> Tugas Dikerjakan: Saring catatan di bawah dan salin setiap baris yang memuat string "negative". Pencocokan membedakan huruf besar dan kecil.

- - - - -

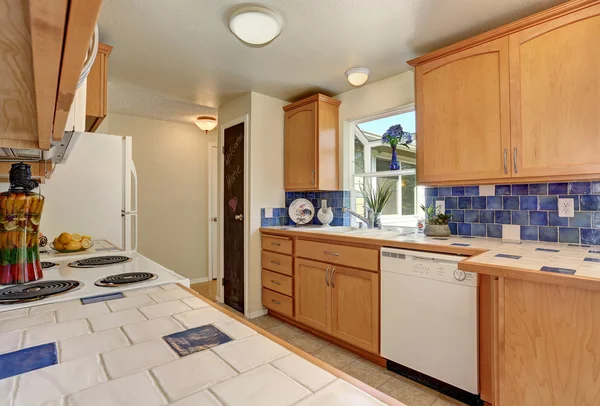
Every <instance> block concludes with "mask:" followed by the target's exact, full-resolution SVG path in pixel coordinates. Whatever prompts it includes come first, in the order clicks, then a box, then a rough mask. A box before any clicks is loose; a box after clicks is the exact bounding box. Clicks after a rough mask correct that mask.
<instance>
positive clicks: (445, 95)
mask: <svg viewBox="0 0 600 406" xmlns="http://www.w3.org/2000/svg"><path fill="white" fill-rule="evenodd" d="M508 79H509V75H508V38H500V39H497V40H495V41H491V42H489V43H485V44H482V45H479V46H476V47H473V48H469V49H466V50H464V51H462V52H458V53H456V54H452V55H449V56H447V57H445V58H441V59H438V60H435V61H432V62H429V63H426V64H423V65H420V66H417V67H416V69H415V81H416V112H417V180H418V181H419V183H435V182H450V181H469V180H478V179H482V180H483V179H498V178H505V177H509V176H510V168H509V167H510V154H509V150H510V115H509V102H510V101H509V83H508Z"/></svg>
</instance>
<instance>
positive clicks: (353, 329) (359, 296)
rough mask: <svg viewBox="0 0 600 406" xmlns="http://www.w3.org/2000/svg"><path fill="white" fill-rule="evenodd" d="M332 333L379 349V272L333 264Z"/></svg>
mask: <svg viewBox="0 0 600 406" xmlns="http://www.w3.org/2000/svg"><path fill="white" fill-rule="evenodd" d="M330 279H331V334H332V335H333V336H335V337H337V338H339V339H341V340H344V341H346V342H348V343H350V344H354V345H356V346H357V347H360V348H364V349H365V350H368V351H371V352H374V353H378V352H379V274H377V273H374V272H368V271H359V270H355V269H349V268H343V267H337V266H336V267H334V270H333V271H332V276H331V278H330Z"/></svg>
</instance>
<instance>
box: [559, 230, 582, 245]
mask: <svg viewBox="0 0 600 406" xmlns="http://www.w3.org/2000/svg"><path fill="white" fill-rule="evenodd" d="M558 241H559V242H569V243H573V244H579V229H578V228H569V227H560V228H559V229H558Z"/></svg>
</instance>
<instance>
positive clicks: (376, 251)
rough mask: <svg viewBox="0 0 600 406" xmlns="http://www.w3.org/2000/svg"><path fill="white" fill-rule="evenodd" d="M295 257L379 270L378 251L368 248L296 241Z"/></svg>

- - - - -

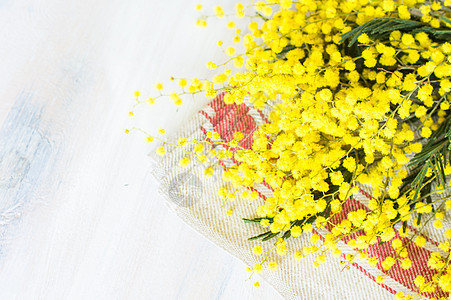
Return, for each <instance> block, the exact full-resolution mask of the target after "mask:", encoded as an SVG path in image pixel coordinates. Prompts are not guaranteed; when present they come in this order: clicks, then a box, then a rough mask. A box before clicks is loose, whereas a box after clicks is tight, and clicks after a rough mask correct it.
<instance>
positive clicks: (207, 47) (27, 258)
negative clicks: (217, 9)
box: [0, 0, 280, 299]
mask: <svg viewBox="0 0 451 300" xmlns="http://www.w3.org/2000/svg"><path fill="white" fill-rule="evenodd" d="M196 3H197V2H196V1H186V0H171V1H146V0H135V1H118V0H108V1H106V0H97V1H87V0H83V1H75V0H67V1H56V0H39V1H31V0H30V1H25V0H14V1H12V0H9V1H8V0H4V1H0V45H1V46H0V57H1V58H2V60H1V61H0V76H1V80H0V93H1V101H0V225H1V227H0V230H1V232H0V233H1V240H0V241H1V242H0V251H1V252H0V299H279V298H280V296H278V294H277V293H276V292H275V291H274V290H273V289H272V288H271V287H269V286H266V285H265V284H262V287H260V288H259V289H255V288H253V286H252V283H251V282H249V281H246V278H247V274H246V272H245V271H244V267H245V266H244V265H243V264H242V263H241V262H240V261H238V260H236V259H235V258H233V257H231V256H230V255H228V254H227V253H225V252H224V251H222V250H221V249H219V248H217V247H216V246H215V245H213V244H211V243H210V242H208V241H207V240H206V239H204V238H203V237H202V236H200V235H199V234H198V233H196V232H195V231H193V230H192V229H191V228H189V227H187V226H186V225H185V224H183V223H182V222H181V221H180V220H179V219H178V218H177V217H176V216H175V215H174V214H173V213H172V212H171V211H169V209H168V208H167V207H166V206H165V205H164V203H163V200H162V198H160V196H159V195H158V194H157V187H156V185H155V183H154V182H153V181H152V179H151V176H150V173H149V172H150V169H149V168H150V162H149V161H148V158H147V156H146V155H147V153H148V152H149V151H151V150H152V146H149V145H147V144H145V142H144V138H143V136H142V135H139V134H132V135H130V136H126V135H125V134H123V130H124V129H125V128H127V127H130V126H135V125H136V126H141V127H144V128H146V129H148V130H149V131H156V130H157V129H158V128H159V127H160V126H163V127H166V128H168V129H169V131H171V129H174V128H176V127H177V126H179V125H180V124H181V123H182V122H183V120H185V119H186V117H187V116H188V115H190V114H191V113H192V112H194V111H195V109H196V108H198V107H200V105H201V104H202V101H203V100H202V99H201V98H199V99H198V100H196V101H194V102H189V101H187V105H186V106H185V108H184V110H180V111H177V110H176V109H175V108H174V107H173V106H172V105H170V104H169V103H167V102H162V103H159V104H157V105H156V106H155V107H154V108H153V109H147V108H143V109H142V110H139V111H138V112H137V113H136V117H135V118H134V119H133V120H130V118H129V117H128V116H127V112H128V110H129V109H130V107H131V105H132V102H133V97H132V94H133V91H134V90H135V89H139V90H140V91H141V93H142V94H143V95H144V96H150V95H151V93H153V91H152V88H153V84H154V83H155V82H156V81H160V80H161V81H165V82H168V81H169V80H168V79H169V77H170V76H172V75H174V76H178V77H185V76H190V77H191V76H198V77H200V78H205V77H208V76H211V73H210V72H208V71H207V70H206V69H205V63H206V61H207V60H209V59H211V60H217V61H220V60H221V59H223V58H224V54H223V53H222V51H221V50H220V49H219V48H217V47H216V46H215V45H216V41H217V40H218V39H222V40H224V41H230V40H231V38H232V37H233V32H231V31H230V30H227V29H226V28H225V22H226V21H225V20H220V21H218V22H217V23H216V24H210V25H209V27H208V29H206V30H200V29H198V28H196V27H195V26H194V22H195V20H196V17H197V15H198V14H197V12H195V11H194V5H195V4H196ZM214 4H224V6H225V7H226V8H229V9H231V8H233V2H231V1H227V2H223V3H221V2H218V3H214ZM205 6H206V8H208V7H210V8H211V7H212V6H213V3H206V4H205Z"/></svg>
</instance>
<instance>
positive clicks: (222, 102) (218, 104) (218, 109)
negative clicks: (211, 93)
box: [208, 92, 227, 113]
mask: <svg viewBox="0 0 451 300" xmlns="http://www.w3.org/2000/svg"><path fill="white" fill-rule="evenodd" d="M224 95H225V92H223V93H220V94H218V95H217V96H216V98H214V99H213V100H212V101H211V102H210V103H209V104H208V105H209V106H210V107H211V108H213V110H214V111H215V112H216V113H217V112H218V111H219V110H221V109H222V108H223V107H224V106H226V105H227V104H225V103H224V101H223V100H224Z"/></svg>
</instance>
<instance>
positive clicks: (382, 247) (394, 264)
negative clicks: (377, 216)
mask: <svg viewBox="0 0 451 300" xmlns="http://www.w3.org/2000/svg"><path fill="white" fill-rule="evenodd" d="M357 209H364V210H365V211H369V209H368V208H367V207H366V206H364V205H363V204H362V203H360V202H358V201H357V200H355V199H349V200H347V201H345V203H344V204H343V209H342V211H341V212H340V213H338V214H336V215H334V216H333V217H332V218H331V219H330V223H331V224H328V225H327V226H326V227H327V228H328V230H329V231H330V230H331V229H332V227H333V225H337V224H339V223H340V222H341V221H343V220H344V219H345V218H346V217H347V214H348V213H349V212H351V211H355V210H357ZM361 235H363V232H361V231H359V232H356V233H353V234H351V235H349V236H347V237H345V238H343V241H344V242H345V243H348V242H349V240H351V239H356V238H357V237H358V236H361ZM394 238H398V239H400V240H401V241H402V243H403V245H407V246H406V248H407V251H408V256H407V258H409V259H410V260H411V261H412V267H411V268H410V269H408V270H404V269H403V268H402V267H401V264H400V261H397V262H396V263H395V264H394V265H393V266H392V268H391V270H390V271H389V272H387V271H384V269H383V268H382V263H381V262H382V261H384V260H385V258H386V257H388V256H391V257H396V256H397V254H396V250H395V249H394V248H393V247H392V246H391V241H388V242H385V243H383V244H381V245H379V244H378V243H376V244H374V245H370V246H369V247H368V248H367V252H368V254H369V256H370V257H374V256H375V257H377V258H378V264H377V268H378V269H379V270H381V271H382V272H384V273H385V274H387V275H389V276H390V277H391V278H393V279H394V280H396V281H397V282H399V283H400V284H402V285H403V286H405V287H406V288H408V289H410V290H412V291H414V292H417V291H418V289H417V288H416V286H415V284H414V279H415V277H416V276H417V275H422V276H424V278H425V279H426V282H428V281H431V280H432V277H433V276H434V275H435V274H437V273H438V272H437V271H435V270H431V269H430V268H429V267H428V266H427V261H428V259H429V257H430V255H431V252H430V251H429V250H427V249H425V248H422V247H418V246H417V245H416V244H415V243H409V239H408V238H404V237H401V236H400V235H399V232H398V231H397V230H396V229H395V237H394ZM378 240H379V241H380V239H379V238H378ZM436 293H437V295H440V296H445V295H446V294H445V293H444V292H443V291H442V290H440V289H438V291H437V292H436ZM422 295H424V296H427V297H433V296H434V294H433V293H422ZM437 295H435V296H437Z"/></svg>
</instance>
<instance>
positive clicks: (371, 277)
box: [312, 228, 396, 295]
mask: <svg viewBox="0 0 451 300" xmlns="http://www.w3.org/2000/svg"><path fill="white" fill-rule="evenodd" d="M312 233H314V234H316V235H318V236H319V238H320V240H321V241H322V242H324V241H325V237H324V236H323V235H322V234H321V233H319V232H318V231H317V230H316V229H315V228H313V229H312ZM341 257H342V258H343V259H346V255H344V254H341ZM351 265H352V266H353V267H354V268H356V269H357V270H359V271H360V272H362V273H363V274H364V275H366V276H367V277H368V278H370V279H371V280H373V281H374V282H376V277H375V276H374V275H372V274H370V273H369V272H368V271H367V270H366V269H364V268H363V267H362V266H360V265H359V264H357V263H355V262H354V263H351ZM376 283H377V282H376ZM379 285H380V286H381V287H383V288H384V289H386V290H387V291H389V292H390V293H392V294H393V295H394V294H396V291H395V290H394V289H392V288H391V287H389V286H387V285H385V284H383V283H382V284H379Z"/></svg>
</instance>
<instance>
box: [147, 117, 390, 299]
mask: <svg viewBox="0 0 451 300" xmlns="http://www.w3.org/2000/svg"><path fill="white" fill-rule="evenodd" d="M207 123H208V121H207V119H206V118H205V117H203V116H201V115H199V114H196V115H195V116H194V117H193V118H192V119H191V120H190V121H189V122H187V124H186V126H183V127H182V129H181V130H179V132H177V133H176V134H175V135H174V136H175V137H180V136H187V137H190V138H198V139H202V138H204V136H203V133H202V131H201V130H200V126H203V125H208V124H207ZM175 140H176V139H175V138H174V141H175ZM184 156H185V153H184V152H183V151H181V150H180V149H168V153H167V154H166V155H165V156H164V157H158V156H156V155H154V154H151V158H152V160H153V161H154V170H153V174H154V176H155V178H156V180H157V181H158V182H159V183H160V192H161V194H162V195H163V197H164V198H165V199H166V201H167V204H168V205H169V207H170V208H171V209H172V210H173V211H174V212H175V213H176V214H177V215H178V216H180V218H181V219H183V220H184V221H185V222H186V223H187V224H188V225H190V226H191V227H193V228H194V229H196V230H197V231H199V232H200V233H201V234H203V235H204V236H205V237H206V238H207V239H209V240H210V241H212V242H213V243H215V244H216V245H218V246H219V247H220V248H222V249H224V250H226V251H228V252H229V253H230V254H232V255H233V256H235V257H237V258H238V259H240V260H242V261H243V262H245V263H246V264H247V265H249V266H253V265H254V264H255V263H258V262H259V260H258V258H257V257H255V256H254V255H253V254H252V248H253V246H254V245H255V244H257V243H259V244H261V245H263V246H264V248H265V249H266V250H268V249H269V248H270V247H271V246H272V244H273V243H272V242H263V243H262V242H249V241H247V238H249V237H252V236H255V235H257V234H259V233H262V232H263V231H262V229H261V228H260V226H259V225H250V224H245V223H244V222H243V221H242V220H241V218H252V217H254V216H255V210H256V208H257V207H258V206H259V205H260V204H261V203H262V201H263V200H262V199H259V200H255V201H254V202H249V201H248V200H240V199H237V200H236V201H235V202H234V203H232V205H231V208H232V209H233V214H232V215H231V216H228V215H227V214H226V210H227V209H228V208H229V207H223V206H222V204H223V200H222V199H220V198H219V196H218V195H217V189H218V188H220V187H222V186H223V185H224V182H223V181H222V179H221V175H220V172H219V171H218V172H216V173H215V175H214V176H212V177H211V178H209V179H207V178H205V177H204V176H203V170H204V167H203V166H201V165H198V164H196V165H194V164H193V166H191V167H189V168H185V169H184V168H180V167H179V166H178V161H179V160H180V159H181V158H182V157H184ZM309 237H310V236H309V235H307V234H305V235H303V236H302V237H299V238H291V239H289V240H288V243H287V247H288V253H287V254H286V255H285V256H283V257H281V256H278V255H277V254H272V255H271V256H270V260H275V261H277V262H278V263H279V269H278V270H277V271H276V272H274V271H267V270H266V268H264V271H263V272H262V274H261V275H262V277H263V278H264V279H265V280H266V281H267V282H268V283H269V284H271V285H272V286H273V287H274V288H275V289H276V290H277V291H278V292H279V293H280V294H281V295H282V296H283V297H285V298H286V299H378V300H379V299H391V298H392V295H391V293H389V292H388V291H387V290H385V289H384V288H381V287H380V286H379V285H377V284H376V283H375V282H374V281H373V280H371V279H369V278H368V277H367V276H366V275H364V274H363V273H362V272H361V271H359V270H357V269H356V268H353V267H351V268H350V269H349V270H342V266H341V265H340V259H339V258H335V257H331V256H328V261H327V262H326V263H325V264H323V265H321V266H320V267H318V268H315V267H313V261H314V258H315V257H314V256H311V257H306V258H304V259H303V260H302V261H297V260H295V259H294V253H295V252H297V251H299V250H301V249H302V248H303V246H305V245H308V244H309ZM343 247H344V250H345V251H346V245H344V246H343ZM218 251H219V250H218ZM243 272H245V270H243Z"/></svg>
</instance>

- - - - -

> Hasil Tugas:
negative clicks: (217, 9)
negative clicks: (211, 93)
negative clicks: (377, 216)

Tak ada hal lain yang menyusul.